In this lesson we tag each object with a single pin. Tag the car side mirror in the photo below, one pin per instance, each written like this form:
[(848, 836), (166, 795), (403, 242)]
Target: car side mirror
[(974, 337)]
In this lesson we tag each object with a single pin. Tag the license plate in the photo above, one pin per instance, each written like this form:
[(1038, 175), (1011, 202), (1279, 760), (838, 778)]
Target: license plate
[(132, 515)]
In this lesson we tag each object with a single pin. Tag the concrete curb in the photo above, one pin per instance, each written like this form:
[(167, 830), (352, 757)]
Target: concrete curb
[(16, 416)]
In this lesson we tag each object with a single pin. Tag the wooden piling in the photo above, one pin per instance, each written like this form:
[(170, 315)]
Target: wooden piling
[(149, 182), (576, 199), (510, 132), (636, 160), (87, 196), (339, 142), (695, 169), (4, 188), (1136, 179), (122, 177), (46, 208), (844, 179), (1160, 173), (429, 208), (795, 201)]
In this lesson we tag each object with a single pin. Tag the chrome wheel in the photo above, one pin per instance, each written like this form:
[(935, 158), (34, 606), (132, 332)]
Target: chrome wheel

------------------------------------

» Task requirements:
Rewrite all the entries above as a single numbered list with one line per item, skipping any blank lines.

» Written reply:
1. In this lesson we tag each object with a single pin. Tag the car side mirror in the photo below, one pin per instance, each written like this form:
2. [(848, 836), (166, 795), (403, 242)]
3. Target: car side mirror
4. [(974, 337)]
5. In this lesson we tag each object with a single pin. Tag the license plate in the photo above, one pin per instance, each written like this form:
6. [(1038, 175), (1011, 202), (1279, 760), (838, 778)]
7. Target: license plate
8. [(132, 515)]
9. In this lesson we tag each object with a single pin. Tag the concrete curb in the photo above, one pin per instance, each written like this form:
10. [(167, 830), (352, 757)]
11. Target: concrete curb
12. [(16, 416)]
13. In this lesson we tag each object with a single pin. Tag the wooden piling in the photo above, one pin per instance, each written like this form:
14. [(170, 315)]
15. Target: wooden piling
16. [(149, 182), (576, 199), (510, 132), (636, 160), (87, 196), (339, 142), (695, 169), (4, 188), (1136, 179), (122, 177), (46, 208), (844, 179), (1160, 173), (429, 208), (795, 201)]
17. In this lesson we tag each object with a single pin. Tag the chrome wheel in the photo above, one pin per instance, each written like this form:
18. [(935, 158), (34, 606), (132, 332)]
19. Target: chrome wheel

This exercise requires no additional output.